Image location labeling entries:
------------------------------------------------------------------------

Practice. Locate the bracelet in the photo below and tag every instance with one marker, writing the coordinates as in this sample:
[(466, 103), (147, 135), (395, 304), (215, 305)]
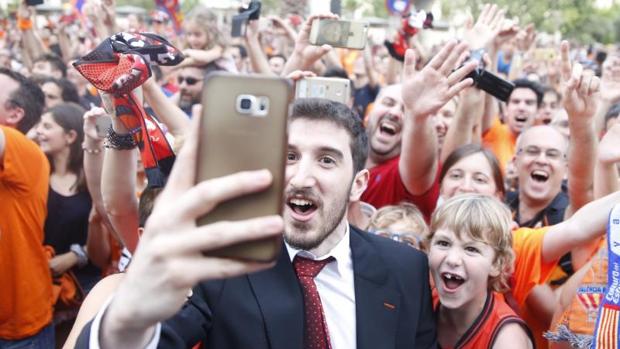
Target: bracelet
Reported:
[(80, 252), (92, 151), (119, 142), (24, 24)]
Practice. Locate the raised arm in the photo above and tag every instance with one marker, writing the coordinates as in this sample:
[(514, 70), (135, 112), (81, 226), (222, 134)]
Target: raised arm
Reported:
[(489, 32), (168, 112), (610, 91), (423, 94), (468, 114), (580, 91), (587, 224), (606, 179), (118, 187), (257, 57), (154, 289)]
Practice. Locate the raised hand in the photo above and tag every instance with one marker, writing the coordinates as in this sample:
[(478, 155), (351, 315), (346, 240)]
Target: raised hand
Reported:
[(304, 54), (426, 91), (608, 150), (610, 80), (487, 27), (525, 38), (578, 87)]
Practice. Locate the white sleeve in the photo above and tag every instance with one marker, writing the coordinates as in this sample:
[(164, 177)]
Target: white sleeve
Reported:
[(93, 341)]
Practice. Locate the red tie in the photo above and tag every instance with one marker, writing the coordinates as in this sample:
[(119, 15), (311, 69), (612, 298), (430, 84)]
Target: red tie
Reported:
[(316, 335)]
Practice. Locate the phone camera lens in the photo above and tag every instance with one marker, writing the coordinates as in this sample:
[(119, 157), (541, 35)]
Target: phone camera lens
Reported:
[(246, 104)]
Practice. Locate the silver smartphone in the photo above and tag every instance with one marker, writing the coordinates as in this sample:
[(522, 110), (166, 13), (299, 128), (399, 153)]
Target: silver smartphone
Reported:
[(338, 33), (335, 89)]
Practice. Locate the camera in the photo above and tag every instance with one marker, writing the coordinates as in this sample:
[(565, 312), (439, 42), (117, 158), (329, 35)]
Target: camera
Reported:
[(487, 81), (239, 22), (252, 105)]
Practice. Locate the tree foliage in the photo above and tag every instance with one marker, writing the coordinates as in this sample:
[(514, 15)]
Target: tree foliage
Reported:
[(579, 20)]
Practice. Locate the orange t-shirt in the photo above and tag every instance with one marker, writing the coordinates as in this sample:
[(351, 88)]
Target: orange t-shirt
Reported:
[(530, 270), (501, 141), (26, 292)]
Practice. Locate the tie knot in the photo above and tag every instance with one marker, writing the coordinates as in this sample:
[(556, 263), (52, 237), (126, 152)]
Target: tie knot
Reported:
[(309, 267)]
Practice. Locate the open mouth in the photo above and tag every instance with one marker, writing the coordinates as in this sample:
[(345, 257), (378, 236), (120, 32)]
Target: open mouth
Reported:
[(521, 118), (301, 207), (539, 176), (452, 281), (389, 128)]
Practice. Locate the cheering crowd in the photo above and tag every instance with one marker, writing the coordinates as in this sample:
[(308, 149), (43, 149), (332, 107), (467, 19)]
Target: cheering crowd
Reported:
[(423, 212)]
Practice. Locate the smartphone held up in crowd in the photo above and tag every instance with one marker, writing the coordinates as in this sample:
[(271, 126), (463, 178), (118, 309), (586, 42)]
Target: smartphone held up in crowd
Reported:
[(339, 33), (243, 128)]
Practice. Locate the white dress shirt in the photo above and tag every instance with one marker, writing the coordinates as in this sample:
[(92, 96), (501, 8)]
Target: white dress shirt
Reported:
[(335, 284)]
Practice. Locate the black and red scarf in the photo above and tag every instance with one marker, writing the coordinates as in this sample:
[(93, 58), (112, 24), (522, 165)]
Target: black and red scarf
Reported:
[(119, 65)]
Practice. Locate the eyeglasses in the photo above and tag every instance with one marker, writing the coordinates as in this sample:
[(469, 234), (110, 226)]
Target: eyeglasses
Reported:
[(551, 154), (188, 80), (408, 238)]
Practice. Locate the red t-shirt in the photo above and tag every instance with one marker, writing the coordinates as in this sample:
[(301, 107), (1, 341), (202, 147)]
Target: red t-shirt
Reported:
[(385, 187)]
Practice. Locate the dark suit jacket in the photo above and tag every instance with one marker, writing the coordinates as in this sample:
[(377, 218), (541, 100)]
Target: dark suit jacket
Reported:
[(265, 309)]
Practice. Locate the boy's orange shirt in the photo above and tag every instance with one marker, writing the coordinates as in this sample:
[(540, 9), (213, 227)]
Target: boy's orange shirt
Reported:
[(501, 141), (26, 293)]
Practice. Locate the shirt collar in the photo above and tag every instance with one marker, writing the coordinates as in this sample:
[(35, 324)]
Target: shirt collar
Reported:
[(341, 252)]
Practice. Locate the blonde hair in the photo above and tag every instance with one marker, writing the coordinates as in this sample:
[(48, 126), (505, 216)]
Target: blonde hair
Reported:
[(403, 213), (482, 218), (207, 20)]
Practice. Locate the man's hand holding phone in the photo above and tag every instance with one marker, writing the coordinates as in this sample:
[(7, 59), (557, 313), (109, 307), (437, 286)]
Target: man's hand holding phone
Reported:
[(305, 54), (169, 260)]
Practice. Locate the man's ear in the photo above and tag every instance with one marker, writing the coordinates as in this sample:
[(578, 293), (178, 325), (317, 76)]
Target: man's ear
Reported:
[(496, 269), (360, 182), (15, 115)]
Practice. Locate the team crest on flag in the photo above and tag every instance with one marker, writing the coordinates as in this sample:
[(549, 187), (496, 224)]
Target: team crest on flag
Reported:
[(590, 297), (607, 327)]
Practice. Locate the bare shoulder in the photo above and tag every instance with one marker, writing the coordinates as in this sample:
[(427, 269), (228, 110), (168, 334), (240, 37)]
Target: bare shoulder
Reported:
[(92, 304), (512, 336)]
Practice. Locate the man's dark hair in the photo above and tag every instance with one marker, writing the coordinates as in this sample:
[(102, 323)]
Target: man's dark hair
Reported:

------------------------------------------------------------------------

* Instructions to follow *
Edit all of the data above so that every "Reported" becomes "Recorded" and nothing else changes. Leave the pictures out of your version.

* The reply *
Practice. Locate the bracelet in the photo below and tag every instance with one marker, writing the coordinates as in this sample:
[(466, 103), (147, 135), (395, 304), (215, 305)]
Target: bracelet
Recorded:
[(80, 252), (92, 151), (119, 142), (24, 24)]
Practice. Locate the raised arm in the photo above and tag every instance with one marker, writing the coordinates as in this sample:
[(514, 70), (135, 112), (81, 226), (222, 134)]
Target: raised arm
Recorded:
[(489, 32), (168, 112), (610, 91), (423, 94), (468, 114), (580, 91), (587, 224), (606, 179), (118, 187), (257, 57), (154, 289)]
Practice. Locate the raised hand in the photo above and tag every instance with one marker, writing the coordinates as in this sample:
[(478, 155), (351, 315), (346, 240)]
Target: raised hand
Recorded:
[(304, 54), (426, 91), (608, 150), (610, 80), (487, 27), (525, 38), (578, 87)]
Practice. Locate the white sleeve in the photo above and tag every instance with one marker, writing the coordinates as in this sample:
[(164, 177)]
Target: white sleeve
Recorded:
[(93, 341)]
Practice. Locate the red tie in the photo above and tag every instance with one marker, writing the coordinates as in this sample:
[(119, 15), (311, 69), (612, 298), (430, 84)]
Target: red tie
Recorded:
[(316, 335)]
Practice. Locate the phone camera lens in the photo above and tag every instance with one marker, writing the coordinates as in this sample:
[(119, 157), (541, 35)]
Target: phone camera lens
Recorded:
[(246, 104)]
Practice. Locate the silver smartphone in the photo above and tag every instance with one marker, writing the coordinates as in this sample:
[(522, 110), (166, 13), (299, 128), (399, 153)]
Target: silver smartphone
Recorded:
[(338, 33), (335, 89)]
Practice. Locate the camera in the photo above and tag every instance with one marker, writing the coordinates as in this sample:
[(565, 312), (439, 42), (117, 158), (329, 35)]
Target: camera
Recorded:
[(487, 81), (239, 22), (252, 105)]
Practice. Locate the tree foliage in the photo above and tag every instance with one marker, writing the coordinates as in this sample:
[(514, 15)]
Target: tree foliage
Recorded:
[(579, 20)]
Practice. Locate the orange t-shirt in the photo above and tag every instance with one marker, writing the coordinates as in this sample:
[(351, 88)]
Target: orange t-shirt
Recorded:
[(530, 270), (501, 141), (26, 292)]
Practice. Locate the tie knot in the photo above and tag every instance with one marker, writing the coordinates as in this sample:
[(556, 263), (52, 237), (126, 152)]
Target: tie knot
Recorded:
[(309, 267)]
Practice. Locate the open mouth in the photo above and tag every instance with one marker, writing the coordinates as in this sample:
[(345, 257), (378, 236), (120, 32)]
Target: open mouth
Recorded:
[(521, 118), (301, 207), (539, 176), (452, 281), (389, 128)]
Practice. Locate the cheering crowd in the photo above and tag every instance with one marker, writing the coordinates as in this sample:
[(308, 149), (43, 149), (332, 107), (467, 19)]
Target: cheering crowd
Recorded:
[(423, 212)]
Practice. Locate the smartphone held up in crowd in the photo above and tag every instance with one marker, writing the coordinates as in this sample:
[(271, 126), (463, 178), (118, 309), (586, 42)]
Target: smartphone held up in crowd
Recorded:
[(339, 33), (243, 128)]
Practice. Locate the white dress shirt in the photo above and tag every instance with one marker, writing the coordinates as in this sample:
[(92, 96), (501, 8)]
Target: white dress shirt
Recorded:
[(335, 284)]
Practice. Locate the black and red scarf in the photo above and tag every instance with one marker, writing the coordinates as in this sample:
[(93, 58), (112, 24), (522, 165)]
Target: black and red scarf
Recorded:
[(119, 65)]
Practice. Locate the eyeglasses in the photo above and tag every instance with one marker, writing the coordinates as in this sample:
[(469, 234), (110, 226)]
Target: eyeglasses
Recorded:
[(551, 154), (188, 80), (408, 238)]
Practice. Locate the red t-shirt in the photo above and tag every instance with one marker, writing the coordinates as in this sample:
[(301, 107), (1, 341), (202, 147)]
Target: red t-shirt
Recorded:
[(385, 187)]
Practice. Locate the dark suit jacket in the photo above and tag every instance with one marker, writing the coordinates as in this sample:
[(377, 218), (541, 100)]
Target: dark suit jacket
Recorded:
[(265, 309)]
Practice. Locate the boy's orange shirt in the photo above and tag every instance with one marker, writing the coordinates as in this sample:
[(540, 9), (213, 227)]
Target: boy's orange shirt
Recorded:
[(501, 141), (26, 293)]
Practice. Locate the shirt collar in the photo above and tag every instance with one marker, writing the coordinates as in this sample:
[(35, 324)]
Target: shirt collar
Recorded:
[(341, 252)]
Practice. Locate the blonde hair in the photo above and tag every instance with one marker, writing the coordinates as in this sample:
[(48, 126), (505, 216)]
Target: blonde hair
Recorded:
[(403, 213), (482, 218), (207, 20)]
Practice. Locate the man's hand holding phone in the photo above and tag every instance with one marker, writing the coordinates as in this sample:
[(7, 59), (557, 313), (109, 307), (437, 286)]
Target: man's hand holding phone
Recorded:
[(305, 54), (169, 260)]
Practice. Locate the man's ear in the photo above and tag every instance with one marker, writing the coordinates as in this sample:
[(578, 293), (178, 325), (317, 76)]
Target: man's ear
Recorded:
[(496, 269), (360, 182), (15, 115)]
Practice. Locate the team crest on flag in the photo above and tag every instance with one marker, writing the coordinates as in this sample:
[(549, 187), (496, 224)]
Target: team crest on flag
Recorded:
[(590, 297), (607, 327)]
Practice. Locate the bare shoulder in the photo above and tag every instance with one marker, writing the coordinates as in this sample:
[(427, 269), (228, 110), (168, 334), (240, 37)]
Target: bare shoulder
Recorded:
[(92, 304), (512, 336)]
Practice. Locate the man's dark hair in the photo above and tag every instance with one marker, writing the coordinates as in this sample:
[(102, 323)]
Target: man's dark hair
Recorded:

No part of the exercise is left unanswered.